(Your goal) Work out how many lines of the listing hold "sports", then state only that count.

::::::

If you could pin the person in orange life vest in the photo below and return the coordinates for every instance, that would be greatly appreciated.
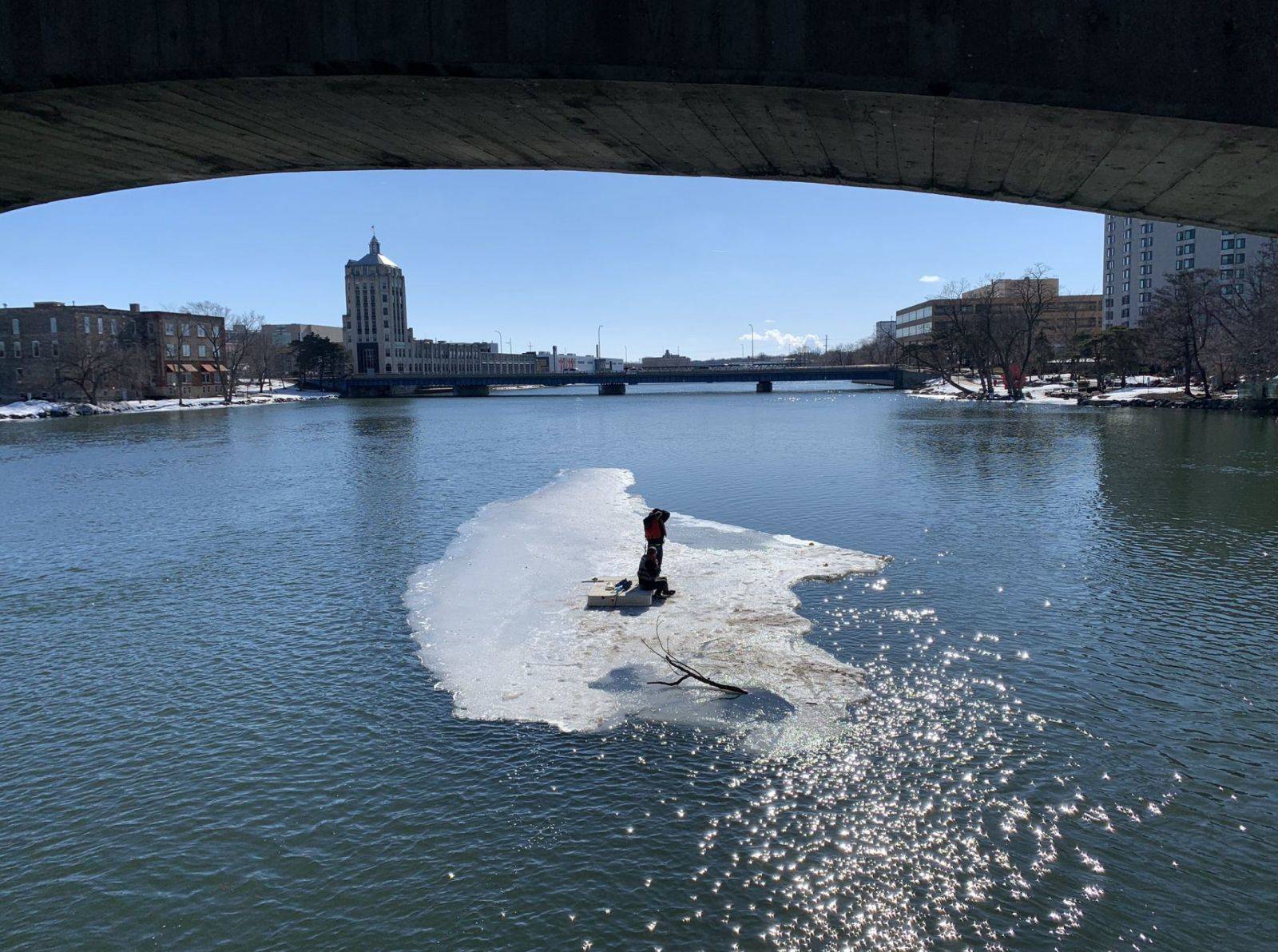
(655, 532)
(649, 577)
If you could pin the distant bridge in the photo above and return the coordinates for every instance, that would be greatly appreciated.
(615, 383)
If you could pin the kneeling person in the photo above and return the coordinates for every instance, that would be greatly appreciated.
(649, 578)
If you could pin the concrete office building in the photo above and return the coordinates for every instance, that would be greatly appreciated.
(380, 342)
(666, 361)
(283, 361)
(1139, 253)
(1065, 316)
(172, 355)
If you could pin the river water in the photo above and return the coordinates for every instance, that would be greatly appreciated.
(217, 728)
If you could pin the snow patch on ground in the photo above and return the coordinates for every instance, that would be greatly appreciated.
(246, 396)
(502, 619)
(1041, 393)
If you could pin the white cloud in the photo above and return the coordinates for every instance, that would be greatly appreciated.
(772, 339)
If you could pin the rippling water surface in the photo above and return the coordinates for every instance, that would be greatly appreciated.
(216, 728)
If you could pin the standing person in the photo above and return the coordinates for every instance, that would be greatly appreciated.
(649, 575)
(655, 532)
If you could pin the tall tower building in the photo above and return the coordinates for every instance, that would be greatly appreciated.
(376, 319)
(1139, 253)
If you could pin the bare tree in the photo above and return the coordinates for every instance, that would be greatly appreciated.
(232, 349)
(1249, 316)
(1015, 327)
(86, 364)
(1182, 321)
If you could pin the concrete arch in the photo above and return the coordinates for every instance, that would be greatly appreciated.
(1152, 108)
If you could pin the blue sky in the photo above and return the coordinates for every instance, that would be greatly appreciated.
(543, 257)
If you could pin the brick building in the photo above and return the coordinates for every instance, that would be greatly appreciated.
(129, 353)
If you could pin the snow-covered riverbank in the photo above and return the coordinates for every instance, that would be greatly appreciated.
(46, 409)
(1042, 393)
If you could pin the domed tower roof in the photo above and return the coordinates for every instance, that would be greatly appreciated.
(375, 256)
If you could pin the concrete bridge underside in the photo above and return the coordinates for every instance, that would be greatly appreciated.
(1152, 108)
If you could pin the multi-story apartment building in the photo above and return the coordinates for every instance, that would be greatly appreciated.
(1137, 255)
(138, 353)
(1064, 317)
(283, 359)
(380, 340)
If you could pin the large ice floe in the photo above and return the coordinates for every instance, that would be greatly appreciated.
(502, 619)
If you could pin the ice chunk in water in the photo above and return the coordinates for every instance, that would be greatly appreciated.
(502, 617)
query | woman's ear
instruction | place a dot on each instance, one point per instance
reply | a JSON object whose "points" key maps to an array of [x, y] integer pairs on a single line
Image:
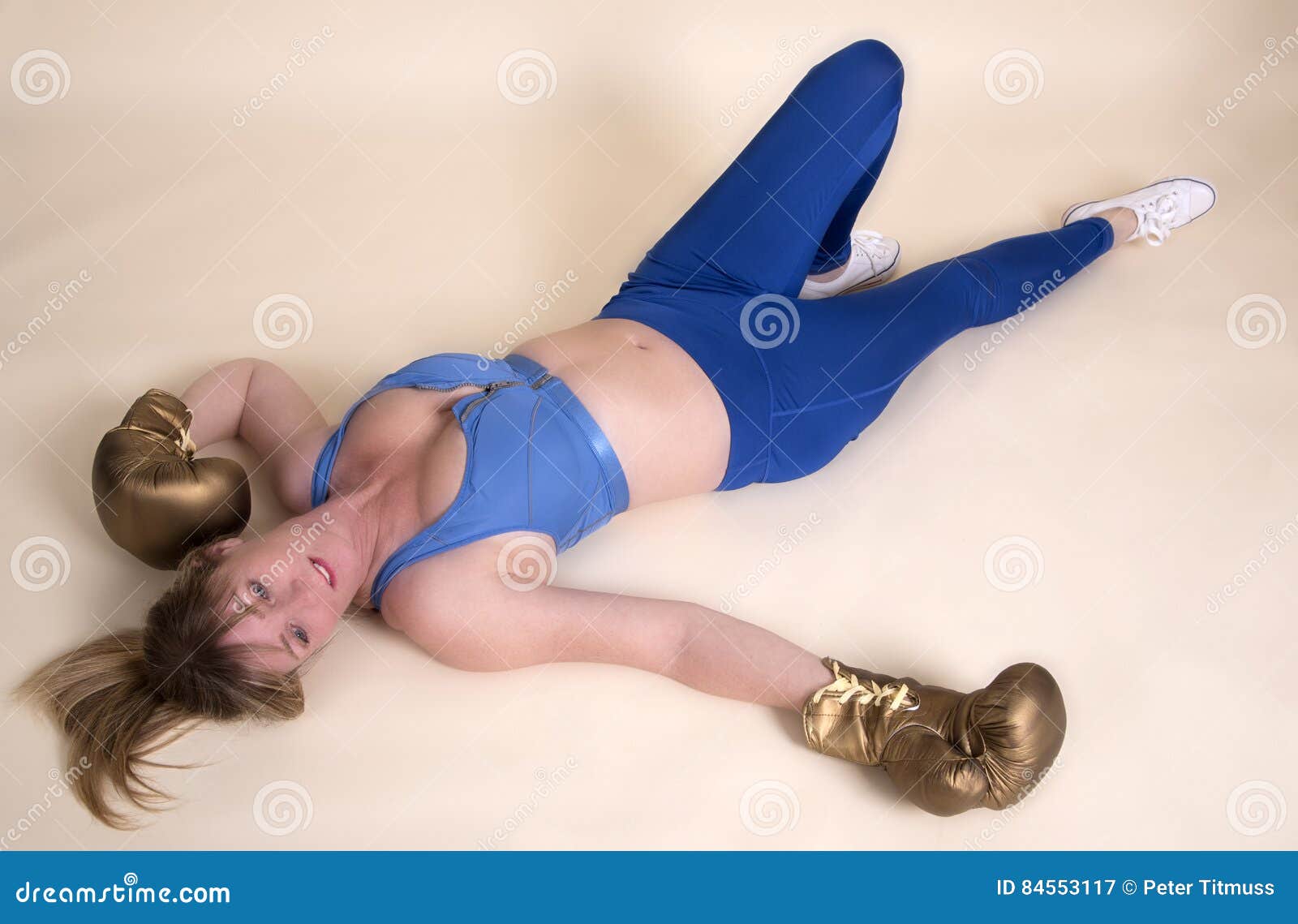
{"points": [[224, 547]]}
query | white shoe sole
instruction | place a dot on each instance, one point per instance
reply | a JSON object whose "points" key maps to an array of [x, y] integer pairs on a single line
{"points": [[878, 279], [1071, 209]]}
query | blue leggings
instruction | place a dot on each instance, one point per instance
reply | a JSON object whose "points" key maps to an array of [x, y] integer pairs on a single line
{"points": [[802, 379]]}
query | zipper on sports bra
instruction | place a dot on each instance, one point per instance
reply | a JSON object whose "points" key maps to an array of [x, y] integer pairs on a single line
{"points": [[492, 387]]}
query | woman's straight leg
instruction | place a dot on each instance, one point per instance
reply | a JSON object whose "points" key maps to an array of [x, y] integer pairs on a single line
{"points": [[853, 352]]}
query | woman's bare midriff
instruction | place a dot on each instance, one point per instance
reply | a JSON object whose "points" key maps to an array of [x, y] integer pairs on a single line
{"points": [[659, 409]]}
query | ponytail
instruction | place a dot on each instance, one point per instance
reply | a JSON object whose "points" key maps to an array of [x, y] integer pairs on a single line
{"points": [[125, 696]]}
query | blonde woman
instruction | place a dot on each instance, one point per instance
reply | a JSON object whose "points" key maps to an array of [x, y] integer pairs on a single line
{"points": [[753, 343]]}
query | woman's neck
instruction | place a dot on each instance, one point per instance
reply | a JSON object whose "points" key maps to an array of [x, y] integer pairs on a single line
{"points": [[357, 517]]}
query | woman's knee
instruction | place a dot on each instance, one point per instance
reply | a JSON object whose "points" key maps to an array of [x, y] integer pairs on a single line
{"points": [[873, 65]]}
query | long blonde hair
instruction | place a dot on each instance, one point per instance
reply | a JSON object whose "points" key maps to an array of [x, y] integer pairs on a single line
{"points": [[125, 696]]}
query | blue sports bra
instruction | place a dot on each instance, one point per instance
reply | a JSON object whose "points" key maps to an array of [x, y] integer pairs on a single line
{"points": [[536, 460]]}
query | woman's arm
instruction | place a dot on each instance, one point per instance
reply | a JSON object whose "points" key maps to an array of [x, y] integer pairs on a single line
{"points": [[499, 629], [261, 404]]}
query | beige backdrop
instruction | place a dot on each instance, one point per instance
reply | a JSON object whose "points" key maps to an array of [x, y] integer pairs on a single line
{"points": [[1081, 493]]}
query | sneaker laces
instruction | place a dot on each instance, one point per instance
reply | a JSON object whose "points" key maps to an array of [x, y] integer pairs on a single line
{"points": [[873, 246], [1157, 217], [847, 685]]}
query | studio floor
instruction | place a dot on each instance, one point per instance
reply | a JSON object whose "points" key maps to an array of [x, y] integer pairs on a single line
{"points": [[1109, 488]]}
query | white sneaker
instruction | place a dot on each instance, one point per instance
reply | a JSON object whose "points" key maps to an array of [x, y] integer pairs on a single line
{"points": [[1159, 208], [873, 260]]}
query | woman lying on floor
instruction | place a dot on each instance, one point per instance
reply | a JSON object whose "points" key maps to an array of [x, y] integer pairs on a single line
{"points": [[752, 344]]}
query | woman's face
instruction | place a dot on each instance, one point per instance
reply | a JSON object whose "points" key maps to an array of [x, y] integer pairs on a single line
{"points": [[298, 579]]}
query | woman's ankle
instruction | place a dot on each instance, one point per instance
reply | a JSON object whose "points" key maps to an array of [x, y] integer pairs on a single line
{"points": [[1123, 221]]}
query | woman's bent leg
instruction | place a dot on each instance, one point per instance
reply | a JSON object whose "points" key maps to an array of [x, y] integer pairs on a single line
{"points": [[761, 225]]}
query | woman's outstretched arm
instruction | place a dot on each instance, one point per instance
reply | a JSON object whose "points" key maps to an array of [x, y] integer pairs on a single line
{"points": [[261, 404], [500, 629]]}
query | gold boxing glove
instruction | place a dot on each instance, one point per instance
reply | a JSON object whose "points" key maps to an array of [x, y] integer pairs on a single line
{"points": [[153, 496], [947, 752]]}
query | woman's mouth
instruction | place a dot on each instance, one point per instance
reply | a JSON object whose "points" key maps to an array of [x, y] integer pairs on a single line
{"points": [[324, 569]]}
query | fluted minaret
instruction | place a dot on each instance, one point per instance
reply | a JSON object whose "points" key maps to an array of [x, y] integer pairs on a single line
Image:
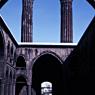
{"points": [[66, 21], [26, 24]]}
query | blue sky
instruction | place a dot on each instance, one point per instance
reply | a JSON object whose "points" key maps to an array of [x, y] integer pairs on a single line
{"points": [[46, 19]]}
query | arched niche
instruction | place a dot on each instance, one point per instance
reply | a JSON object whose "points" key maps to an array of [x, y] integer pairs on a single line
{"points": [[46, 88], [21, 86], [48, 67], [20, 63], [1, 45]]}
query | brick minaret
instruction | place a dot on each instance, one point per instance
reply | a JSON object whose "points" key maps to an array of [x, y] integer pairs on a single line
{"points": [[66, 21], [26, 24]]}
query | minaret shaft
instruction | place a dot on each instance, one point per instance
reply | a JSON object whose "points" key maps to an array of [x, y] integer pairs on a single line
{"points": [[26, 24]]}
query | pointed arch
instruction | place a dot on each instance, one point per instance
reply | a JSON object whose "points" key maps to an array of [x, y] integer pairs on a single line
{"points": [[47, 67], [21, 85]]}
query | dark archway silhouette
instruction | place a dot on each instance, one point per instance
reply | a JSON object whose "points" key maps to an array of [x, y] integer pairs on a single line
{"points": [[48, 68], [1, 46], [21, 62], [20, 83]]}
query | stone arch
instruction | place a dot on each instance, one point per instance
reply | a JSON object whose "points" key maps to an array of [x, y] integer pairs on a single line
{"points": [[21, 86], [47, 67], [2, 45], [21, 63]]}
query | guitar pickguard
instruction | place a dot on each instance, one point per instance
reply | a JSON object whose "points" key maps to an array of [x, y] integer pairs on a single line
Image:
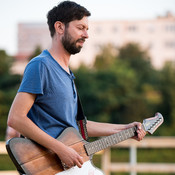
{"points": [[86, 169]]}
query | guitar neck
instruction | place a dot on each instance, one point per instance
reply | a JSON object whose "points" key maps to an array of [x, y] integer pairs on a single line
{"points": [[109, 141]]}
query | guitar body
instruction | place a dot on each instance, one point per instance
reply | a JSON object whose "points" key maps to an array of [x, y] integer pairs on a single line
{"points": [[33, 159]]}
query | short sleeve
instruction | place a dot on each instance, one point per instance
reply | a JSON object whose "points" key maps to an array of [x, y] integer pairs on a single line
{"points": [[33, 81]]}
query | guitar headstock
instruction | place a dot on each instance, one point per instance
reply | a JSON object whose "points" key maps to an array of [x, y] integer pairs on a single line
{"points": [[151, 124]]}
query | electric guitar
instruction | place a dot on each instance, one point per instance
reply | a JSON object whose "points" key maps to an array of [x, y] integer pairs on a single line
{"points": [[31, 158]]}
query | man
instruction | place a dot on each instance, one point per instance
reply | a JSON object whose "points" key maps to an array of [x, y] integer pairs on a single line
{"points": [[46, 102]]}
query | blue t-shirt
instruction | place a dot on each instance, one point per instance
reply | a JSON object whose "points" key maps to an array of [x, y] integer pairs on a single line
{"points": [[55, 106]]}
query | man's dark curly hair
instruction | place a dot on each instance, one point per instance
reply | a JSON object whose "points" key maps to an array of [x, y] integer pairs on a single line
{"points": [[65, 12]]}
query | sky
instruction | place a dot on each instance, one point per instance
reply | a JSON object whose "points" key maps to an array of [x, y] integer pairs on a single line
{"points": [[13, 12]]}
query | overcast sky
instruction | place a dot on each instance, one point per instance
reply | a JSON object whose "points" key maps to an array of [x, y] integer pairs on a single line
{"points": [[14, 11]]}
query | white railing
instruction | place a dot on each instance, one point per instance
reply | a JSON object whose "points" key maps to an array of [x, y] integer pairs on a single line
{"points": [[132, 166]]}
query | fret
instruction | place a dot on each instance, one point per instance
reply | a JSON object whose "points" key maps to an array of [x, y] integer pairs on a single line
{"points": [[123, 135], [108, 141]]}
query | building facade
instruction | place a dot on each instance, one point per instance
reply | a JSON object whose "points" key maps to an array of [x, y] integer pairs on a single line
{"points": [[155, 35]]}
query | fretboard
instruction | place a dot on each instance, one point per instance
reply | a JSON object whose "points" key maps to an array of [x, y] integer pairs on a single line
{"points": [[109, 141]]}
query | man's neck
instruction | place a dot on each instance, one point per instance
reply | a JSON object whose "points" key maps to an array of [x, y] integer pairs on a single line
{"points": [[61, 56]]}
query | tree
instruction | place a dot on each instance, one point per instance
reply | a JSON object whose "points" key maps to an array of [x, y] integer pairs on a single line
{"points": [[8, 87], [167, 86], [112, 94], [36, 52]]}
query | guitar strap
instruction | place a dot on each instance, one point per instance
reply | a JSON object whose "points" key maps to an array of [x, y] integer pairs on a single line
{"points": [[81, 120]]}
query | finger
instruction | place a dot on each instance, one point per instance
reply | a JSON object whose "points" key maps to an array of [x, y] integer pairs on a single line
{"points": [[79, 162]]}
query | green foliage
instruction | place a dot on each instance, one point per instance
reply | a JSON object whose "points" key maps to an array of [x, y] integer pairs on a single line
{"points": [[5, 63], [8, 87], [36, 52], [122, 87]]}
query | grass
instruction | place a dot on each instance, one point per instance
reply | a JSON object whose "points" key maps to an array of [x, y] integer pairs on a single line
{"points": [[118, 155]]}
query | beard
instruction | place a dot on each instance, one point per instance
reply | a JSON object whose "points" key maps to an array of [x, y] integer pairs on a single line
{"points": [[69, 44]]}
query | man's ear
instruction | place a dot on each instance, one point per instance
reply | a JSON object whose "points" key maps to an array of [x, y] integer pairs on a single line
{"points": [[59, 27]]}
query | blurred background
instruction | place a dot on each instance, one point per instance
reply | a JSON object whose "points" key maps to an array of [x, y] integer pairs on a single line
{"points": [[128, 65]]}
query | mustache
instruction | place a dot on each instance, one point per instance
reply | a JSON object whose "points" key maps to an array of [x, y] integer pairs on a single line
{"points": [[81, 39]]}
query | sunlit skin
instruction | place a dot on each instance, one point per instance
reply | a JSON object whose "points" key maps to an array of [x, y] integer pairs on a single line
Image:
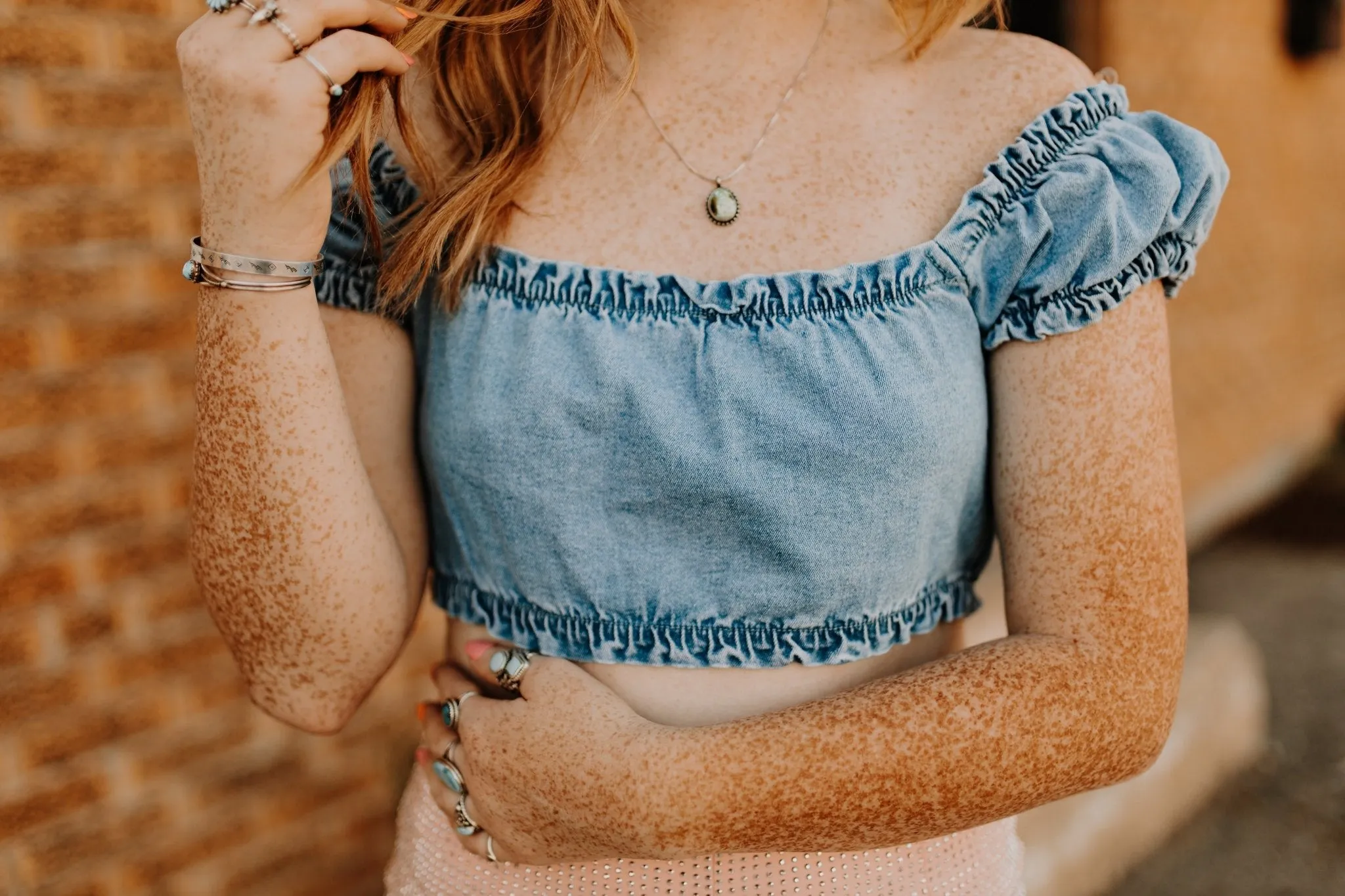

::::::

(Result of the task) 2